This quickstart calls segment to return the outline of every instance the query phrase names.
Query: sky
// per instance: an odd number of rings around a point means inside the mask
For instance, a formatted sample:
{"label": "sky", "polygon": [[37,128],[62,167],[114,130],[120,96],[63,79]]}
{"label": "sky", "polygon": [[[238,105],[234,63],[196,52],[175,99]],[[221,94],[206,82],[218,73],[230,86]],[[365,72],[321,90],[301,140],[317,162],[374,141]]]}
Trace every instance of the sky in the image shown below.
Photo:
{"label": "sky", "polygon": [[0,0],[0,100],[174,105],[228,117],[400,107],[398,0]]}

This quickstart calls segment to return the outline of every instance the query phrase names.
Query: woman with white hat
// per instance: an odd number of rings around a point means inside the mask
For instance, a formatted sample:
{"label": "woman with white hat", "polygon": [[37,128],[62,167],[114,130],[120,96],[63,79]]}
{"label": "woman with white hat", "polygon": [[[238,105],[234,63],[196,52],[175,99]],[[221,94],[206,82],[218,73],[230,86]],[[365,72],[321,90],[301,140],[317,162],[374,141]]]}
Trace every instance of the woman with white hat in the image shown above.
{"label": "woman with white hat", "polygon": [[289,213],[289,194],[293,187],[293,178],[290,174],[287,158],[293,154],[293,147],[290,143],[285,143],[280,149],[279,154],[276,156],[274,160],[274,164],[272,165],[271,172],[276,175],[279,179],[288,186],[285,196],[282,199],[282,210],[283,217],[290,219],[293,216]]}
────────────────────────────────────────
Requirement —
All of the records must be retyped exactly as they are.

Task answer —
This quickstart calls segment to return the outline of every instance the query phrase names.
Query: sky
// per instance: an odd number of rings around a point means inside the mask
For instance, a formatted sample:
{"label": "sky", "polygon": [[37,128],[62,167],[114,130],[120,96],[63,79]]}
{"label": "sky", "polygon": [[[238,105],[234,63],[196,52],[175,99]],[[221,94],[206,82],[218,73],[230,86]],[[365,72],[321,90],[301,140],[317,162],[374,141]]]}
Trace every instance of the sky in the image shown below.
Photo:
{"label": "sky", "polygon": [[0,0],[0,100],[174,105],[228,117],[400,107],[398,0]]}

This quickstart calls segment to return the outline of every instance the query phrase names.
Query: woman with white hat
// per instance: an odd number of rings around a point means inside the mask
For instance, a formatted sample:
{"label": "woman with white hat", "polygon": [[37,128],[62,167],[114,130],[120,96],[63,79]]}
{"label": "woman with white hat", "polygon": [[[238,105],[234,63],[196,52],[175,99]],[[221,94],[206,82],[218,73],[230,86]],[[365,72],[321,90],[301,140],[317,162],[374,141]]]}
Trace every instance of the woman with white hat in the image shown above.
{"label": "woman with white hat", "polygon": [[289,213],[289,194],[293,187],[293,178],[290,174],[287,158],[293,154],[293,147],[290,143],[285,143],[280,149],[279,154],[276,156],[274,160],[274,164],[272,165],[271,172],[276,175],[279,179],[288,186],[285,196],[282,199],[282,210],[283,217],[290,219],[293,216]]}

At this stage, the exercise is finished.